◆ Problem set:
1 > Echo everything in the BBC 100 Women 2020 article from "Angelique is a" down to "Kariuki – Doctor, Kenya.".
2 > Write what follows the last sentence of the BBC 100 Women 2020 article, carrying it on from the point where it stops.

Source document Start Marker

Angelique Kidjo, Aisha Yesufu, Others named in BBC’s “100 Women” 2020 List
The BBC has released its BBC 100 Women list for 2020, which celebrates 100 inspiring and influential women from around the world.
The 2020 list highlights women who are “leading change and making a difference during these turbulent times.” Also, “in an extraordinary year – when countless women around the world have made sacrifices to help others – one name on the 100 Women list has been left blank as a tribute.” according to BBC.
The BBC’s 100 Women team drew up a shortlist based on names gathered by them and suggested by the BBC’s network of World Service languages teams. We were looking for candidates who had made the headlines or influenced important stories over the past 12 months, as well as those who have inspiring stories to tell, achieved something significant or influenced their societies in ways that wouldn’t necessarily make the news. The pool of names was then assessed against this year’s theme – women who led change – and measured for regional representation and due impartiality, before the final names were chosen.
The list includes Nigeria’s Aisha Yesufu and Uyaiedu Ikpe-Etim, among other leaders, trailblazers and everyday heroes from over 60 countries.
Nigerians on the list include: Aisha Yesufu – Activist, Nigerian
Aisha is an activist who is actively demanding good governance and accountability in her country. A co-convener of the Bring Back Our Girls campaign and a prominent participant in the #EndSars protests.
Uyaiedu Ikpe-Etim – Film-maker, Nigeria.
Uyaiedu is a feminist film-maker, director and LGBTQ+ activist, who has committed herself to creating stories about marginalised groups in Nigeria.
Her film “Ifẹ́” highlights the harsh, homophobic realities of her country.
Other Africans on the list include: Angelique Kidjo – Musician, Benin.
Angelique is a four-time Grammy award winner who advocates on behalf of children as a Unicef ambassador, and through her own charitable foundation, Batonga, which supports the education of young girls in Africa.
Jemimah Kariuki – Doctor, Kenya.
Jemimah is passionate about preventive medicine, especially in maternal and child health. During the COVID-19 Pandemic, she provided a solution to the delay of access to health care due to limited transport options – licensed vehicles, taking women from their homes to the hospital. This led to Wheels for Life – a free ambulance service.
Vanessa Nakate – Climate activist, Uganda.

Source document End Marker
Extracted information Start Marker

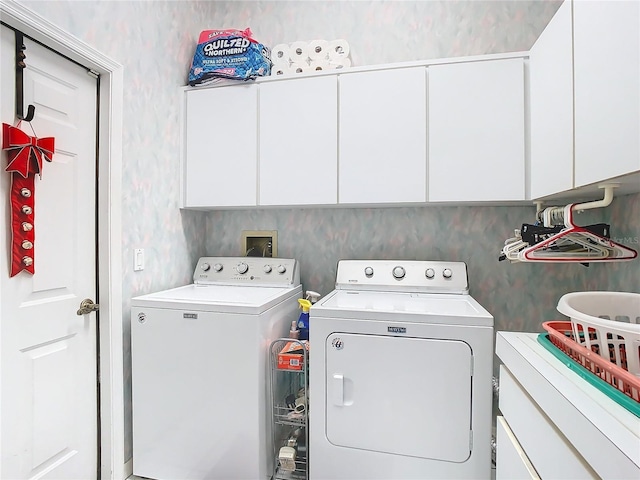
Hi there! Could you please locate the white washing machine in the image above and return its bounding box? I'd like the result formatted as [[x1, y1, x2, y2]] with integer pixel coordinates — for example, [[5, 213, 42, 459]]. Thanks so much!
[[131, 257, 302, 480], [309, 260, 493, 480]]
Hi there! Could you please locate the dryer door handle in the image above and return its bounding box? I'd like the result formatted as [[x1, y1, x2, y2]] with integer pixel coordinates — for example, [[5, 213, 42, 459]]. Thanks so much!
[[331, 373, 344, 407]]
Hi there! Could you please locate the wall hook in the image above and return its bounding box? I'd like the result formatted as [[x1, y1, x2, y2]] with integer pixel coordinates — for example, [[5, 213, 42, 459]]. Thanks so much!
[[15, 30, 36, 122]]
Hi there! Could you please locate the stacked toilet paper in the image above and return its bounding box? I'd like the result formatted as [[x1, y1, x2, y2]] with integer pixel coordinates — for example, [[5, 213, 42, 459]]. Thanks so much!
[[271, 39, 351, 75]]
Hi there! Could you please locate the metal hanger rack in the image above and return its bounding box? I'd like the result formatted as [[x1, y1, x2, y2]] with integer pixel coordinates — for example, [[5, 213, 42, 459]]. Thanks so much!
[[498, 184, 638, 265]]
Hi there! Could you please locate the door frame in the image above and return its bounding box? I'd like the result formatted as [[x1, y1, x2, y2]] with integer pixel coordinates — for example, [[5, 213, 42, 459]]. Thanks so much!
[[0, 0, 126, 480]]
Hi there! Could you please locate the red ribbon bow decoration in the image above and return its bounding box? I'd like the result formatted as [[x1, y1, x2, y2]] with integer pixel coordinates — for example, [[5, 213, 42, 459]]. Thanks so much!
[[2, 123, 55, 277], [2, 123, 54, 178]]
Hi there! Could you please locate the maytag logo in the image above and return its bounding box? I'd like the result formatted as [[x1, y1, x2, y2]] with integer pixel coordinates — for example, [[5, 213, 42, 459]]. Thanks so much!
[[387, 327, 407, 333]]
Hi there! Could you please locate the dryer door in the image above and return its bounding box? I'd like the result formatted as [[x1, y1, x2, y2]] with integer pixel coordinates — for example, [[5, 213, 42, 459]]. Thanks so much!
[[328, 333, 473, 462]]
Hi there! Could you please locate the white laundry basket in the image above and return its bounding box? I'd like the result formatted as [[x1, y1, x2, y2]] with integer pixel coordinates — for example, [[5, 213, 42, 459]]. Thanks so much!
[[557, 292, 640, 377]]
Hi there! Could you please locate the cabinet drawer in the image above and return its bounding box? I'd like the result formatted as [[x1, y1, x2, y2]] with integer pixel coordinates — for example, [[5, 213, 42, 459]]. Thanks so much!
[[496, 416, 540, 480], [498, 365, 599, 480]]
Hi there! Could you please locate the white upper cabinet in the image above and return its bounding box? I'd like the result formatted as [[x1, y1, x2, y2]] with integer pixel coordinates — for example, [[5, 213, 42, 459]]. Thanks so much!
[[183, 85, 258, 207], [428, 58, 526, 202], [573, 0, 640, 187], [338, 67, 427, 204], [258, 75, 338, 205], [529, 2, 573, 198]]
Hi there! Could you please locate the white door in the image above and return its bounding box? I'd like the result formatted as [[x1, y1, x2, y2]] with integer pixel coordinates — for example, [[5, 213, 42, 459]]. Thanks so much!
[[0, 27, 98, 479]]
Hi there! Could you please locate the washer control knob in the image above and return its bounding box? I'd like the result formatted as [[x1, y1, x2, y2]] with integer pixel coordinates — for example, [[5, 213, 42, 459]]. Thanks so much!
[[238, 262, 249, 274], [393, 267, 406, 280]]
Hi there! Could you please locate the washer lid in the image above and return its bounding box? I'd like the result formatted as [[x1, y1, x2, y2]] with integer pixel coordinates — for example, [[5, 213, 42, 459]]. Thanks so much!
[[131, 284, 302, 315], [310, 290, 493, 326]]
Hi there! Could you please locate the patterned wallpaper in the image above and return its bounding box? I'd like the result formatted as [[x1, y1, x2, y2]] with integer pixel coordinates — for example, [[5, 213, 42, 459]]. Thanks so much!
[[17, 0, 640, 464]]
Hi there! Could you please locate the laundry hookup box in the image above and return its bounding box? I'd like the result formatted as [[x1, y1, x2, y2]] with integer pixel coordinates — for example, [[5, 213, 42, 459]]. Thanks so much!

Extracted information End Marker

◆ Your written answers:
1 >
Angelique is a four-time Grammy award winner who advocates on behalf of children as a Unicef ambassador, and through her own charitable foundation, Batonga, which supports the education of young girls in Africa.
Jemimah Kariuki – Doctor, Kenya.

2 >
Vanessa is the founder of the Africa-based Rise Up Movement where she campaigns internationally to highlight the effects of climate change in Africa.
Ethel Nakimuli-Mpungu – A psychiatrist and senior lecturer at Makerere University, Uganda.
Ethel works towards making therapy more culturally appropriate, particularly for people living with HIV and depression.
Douce Namwezi N’Ibamba – Journalist, DR Congo.
Douce is the founder of Uwezo Afrika Initiative, a non-profit venture promoting women’s empowerment through journalism, job training and social entrepreneurship.
Bulelwa Mkutukana – Singer/songwriter, South Africa.
Bulelwa has been showered with awards and is enjoying a successful career in the music industry – but she has also used her platform to speak out about violence against women in South Africa, something she revealed has happened to her.
Josina is a long-standing defender of human rights, born into a legacy of activism. She is fiercely passionate in her life’s calling to advance women’s rights.
Ishtar Lakhani – Activist, South Africa.
Ishtar is a feminist, activist and self-proclaimed “troublemaker”. who collaborates with social-justice organisations, movements and networks around the world, providing the support needed to strengthen their approaches to human rights-advocacy.
Ishtar also played a major role in the Free the Vaccine campaign, engineered by the Center for Artistic Activism and Universities Allied for Essential Medicines (UAEM) this year.
Mulenga Kapwepwe – Artist and curator, Zambia.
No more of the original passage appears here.